[WORK TO COMPLETE]
1. Duplicate the portion of the qualifying excerpt starting at "Gilliland was plenty" and ending at "Fenway Racing-affiliated Fords.".
2. List every person mentioned by name in the qualifying excerpt.

[SELECTION]

Gilliland was plenty proud of what his TRG Motorsports team had accomplished in Friday's qualifying for the second race in the Chase for the Sprint Cup, Sunday's AAA 400.

Gilliland put the unsponsored No. 71 Chevrolet into the field in 18th -- better than two former NASCAR champions and 2009 Chase contenders, fastest of the nine go-or-go-home cars and, to a point made earlier in the day by Chase driver Greg Biffle, better than five of the seven Roush Fenway Racing-affiliated Fords.
He did it with a car that in some respects could be considered a candidate as a museum piece.
"I was sitting in the car waiting to qualify looking at the dash and thinking, 'this is the car that made TRG Motorsports,'" Gilliland said with a laugh. "It's the car we got from [Richard] Childress and it was the only car we had for the first three or four races -- the races where it was sink or swim. And we took the same car every week, raced it and turned it around and re-raced it.

[DATA ROWS]
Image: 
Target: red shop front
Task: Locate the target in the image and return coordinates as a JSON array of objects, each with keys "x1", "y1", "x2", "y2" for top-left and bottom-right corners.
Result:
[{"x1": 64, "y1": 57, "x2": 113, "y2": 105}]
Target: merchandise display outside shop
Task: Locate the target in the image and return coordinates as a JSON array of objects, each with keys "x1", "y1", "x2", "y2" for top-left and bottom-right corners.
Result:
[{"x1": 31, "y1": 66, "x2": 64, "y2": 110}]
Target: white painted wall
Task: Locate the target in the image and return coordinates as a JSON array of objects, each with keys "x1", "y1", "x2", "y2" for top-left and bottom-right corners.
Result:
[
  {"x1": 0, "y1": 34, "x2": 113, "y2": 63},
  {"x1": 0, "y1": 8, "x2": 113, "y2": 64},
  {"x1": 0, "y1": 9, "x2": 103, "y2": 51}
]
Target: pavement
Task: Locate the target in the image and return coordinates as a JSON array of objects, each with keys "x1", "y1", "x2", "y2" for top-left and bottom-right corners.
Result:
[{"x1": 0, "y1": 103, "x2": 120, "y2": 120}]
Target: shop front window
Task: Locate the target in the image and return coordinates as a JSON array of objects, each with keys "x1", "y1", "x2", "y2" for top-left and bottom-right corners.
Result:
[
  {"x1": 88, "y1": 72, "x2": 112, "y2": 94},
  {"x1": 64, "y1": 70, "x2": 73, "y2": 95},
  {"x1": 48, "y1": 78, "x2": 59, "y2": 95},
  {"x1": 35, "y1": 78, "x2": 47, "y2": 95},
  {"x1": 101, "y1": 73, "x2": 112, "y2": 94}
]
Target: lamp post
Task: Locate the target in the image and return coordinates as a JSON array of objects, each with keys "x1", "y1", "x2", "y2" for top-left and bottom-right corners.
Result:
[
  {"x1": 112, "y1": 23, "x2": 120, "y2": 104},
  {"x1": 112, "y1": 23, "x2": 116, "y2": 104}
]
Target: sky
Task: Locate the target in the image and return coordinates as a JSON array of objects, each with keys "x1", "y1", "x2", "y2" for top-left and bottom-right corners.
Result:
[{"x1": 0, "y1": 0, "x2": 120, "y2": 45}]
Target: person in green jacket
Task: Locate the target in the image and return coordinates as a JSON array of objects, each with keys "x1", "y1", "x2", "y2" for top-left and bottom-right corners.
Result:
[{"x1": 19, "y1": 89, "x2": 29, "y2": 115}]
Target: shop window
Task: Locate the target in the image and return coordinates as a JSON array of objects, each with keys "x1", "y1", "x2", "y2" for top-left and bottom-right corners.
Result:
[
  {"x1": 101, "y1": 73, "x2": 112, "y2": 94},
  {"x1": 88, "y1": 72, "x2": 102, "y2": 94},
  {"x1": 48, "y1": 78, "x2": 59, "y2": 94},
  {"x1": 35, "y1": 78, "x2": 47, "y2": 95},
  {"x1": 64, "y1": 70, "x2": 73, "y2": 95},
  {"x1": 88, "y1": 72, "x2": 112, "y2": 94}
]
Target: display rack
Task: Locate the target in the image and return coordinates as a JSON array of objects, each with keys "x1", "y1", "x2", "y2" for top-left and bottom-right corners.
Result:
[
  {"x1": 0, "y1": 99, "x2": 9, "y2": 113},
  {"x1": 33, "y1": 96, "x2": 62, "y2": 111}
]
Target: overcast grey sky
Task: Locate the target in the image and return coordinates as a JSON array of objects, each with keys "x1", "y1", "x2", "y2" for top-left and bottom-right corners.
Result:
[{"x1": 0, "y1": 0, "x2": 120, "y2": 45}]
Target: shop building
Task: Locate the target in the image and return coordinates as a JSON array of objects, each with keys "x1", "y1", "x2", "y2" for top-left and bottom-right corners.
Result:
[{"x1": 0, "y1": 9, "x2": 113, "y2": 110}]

[TASK RESPONSES]
1.
Gilliland was plenty proud of what his TRG Motorsports team had accomplished in Friday's qualifying for the second race in the Chase for the Sprint Cup, Sunday's AAA 400.

Gilliland put the unsponsored No. 71 Chevrolet into the field in 18th -- better than two former NASCAR champions and 2009 Chase contenders, fastest of the nine go-or-go-home cars and, to a point made earlier in the day by Chase driver Greg Biffle, better than five of the seven Roush Fenway Racing-affiliated Fords.

2. Gilliland, Greg Biffle, Richard Childress